Region pointing data:

[Start of Attachment]

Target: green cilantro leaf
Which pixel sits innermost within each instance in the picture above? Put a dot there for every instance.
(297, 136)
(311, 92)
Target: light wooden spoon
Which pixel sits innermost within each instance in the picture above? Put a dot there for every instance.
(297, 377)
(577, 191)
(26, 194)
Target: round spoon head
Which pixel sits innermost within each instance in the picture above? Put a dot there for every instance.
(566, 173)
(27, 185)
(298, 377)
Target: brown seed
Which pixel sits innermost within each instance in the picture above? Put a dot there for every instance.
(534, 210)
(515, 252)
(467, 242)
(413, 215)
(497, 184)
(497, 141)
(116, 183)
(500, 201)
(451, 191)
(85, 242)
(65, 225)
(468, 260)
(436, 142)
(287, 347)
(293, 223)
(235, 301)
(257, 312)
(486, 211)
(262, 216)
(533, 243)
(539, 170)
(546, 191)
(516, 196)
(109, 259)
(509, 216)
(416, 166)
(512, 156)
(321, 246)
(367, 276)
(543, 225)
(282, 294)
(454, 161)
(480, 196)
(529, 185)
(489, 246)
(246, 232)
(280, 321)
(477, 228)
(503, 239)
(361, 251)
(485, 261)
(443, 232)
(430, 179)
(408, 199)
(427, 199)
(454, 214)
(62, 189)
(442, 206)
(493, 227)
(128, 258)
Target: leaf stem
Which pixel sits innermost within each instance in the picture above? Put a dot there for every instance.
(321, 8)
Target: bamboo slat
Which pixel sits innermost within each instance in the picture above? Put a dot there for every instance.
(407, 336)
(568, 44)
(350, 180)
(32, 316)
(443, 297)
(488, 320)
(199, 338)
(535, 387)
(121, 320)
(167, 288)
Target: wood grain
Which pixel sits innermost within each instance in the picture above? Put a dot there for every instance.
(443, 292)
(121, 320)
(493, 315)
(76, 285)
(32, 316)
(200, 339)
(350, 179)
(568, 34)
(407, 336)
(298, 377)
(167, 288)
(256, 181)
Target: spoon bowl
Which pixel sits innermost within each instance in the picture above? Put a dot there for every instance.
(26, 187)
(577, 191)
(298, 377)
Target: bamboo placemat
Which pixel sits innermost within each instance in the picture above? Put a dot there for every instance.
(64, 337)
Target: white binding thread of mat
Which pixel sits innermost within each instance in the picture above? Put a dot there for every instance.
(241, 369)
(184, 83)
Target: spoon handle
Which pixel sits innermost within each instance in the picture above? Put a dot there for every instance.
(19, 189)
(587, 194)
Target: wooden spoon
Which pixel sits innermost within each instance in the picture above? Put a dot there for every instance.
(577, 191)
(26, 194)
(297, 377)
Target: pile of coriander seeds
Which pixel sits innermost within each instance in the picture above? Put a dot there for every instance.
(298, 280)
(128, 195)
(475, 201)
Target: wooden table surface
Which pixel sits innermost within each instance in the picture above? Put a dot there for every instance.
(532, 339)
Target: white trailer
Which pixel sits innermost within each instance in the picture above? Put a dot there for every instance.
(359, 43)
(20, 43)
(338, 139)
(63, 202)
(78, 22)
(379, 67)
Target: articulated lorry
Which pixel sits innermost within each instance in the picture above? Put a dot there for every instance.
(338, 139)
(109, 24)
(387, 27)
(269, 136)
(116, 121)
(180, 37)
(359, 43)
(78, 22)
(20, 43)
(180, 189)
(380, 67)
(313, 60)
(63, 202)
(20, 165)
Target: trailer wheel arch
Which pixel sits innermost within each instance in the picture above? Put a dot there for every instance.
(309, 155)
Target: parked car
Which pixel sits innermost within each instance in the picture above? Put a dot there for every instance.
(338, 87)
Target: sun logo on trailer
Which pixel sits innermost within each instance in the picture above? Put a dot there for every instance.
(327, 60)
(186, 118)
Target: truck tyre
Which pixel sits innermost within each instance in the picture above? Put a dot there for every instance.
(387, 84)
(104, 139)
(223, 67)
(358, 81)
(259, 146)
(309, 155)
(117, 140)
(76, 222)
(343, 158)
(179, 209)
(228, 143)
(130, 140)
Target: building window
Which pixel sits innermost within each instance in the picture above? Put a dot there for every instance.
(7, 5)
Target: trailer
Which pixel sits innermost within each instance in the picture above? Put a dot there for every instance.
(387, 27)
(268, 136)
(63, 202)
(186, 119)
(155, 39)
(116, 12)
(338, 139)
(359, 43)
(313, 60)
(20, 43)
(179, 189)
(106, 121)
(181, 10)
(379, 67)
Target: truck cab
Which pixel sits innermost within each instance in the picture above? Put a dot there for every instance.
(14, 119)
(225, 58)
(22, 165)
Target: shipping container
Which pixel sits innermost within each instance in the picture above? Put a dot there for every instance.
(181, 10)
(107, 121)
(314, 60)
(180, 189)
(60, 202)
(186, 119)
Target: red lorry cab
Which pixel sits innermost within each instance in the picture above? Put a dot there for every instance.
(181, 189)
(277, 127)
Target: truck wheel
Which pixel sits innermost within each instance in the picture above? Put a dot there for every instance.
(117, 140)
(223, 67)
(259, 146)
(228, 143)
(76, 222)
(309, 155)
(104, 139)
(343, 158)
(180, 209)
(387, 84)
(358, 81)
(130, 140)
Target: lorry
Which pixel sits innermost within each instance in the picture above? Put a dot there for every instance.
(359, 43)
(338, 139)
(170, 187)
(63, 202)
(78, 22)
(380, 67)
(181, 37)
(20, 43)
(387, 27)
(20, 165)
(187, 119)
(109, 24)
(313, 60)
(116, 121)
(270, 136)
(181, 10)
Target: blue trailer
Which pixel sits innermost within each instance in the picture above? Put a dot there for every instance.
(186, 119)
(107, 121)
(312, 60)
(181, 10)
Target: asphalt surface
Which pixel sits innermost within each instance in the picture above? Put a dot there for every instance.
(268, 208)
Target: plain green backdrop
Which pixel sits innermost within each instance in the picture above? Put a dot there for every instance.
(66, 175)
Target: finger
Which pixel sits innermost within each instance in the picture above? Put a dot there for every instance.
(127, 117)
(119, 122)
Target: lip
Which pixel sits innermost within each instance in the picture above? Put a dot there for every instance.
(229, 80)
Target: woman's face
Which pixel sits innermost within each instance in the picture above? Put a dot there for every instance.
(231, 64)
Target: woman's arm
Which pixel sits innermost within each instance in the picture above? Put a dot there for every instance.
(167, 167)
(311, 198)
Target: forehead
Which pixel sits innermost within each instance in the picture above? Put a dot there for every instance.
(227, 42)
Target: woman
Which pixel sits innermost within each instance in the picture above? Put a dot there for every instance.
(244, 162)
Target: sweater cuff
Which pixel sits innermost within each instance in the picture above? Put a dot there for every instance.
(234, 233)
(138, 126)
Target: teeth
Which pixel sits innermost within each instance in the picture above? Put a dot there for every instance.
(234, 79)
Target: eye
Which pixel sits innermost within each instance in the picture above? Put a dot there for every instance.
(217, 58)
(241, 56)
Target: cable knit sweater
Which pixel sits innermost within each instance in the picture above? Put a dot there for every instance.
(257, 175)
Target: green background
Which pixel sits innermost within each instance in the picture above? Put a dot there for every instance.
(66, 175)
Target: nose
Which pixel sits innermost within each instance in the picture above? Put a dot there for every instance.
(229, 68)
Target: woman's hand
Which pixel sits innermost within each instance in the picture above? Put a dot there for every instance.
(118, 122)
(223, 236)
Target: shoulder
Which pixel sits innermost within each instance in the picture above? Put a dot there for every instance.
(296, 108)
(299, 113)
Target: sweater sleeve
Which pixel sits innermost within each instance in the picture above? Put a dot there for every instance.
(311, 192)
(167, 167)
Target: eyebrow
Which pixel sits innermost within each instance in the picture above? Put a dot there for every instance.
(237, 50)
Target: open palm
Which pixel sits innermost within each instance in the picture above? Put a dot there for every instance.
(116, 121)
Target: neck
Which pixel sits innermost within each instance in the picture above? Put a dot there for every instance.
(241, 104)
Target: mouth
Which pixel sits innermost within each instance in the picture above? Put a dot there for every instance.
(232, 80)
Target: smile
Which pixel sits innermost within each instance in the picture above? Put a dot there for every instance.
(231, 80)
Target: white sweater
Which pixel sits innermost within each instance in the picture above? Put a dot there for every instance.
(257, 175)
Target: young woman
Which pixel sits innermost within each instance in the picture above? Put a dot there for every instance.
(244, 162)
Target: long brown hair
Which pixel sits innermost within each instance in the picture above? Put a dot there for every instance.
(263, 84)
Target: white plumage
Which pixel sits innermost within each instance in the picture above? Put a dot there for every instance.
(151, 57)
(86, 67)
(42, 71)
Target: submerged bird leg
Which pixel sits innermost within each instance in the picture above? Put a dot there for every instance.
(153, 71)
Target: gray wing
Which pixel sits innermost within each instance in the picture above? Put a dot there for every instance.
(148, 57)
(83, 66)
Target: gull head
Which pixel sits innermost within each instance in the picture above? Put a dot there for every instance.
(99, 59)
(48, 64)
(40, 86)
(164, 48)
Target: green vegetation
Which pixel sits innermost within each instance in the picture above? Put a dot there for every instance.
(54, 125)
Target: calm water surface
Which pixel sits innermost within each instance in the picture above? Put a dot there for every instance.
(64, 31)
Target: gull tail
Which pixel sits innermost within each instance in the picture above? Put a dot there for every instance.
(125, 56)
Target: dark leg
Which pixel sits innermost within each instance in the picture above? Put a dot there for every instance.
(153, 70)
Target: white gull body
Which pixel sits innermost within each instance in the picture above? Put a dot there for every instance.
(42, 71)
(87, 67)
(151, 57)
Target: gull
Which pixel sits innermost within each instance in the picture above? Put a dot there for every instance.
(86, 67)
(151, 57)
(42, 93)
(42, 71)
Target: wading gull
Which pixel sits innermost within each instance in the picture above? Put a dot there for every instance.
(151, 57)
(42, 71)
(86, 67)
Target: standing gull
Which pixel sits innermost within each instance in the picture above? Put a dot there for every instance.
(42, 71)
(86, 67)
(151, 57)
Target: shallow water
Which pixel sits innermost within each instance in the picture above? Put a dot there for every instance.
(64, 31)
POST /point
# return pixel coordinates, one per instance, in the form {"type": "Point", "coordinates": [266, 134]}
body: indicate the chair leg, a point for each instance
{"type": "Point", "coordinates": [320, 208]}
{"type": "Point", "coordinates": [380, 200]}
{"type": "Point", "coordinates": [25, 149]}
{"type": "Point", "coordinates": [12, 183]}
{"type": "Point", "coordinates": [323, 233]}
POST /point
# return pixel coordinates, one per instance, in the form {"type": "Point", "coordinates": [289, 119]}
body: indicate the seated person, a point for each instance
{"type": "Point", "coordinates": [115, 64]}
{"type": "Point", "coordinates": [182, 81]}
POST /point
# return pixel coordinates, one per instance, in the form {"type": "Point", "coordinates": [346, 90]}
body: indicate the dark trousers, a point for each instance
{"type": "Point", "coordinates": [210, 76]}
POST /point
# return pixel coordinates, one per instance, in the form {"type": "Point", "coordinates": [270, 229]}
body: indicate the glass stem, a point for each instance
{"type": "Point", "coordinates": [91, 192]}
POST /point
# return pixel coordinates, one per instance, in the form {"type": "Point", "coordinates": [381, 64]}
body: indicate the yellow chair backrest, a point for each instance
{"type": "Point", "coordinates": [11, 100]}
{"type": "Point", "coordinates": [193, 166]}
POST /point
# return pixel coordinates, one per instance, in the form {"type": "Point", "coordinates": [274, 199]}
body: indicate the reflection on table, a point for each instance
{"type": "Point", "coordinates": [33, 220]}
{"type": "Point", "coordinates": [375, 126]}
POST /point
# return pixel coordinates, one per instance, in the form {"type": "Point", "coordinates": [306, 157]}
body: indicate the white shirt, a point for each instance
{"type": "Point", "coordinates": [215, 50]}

[End of Attachment]

§ Action item:
Give again exactly, and only, the lines above starting at the one with "Target: woman's hand" and ending at the one with "Target: sweater sleeve".

§ Solution below:
Target: woman's hand
Which pixel sits innermost within each instance in the picture above? Put a dot there for every instance.
(118, 122)
(223, 236)
Target: shoulder
Which pixel sits innermost within each instance in the picture above? Put a dot there for every instance.
(296, 108)
(299, 113)
Target: sweater sleeve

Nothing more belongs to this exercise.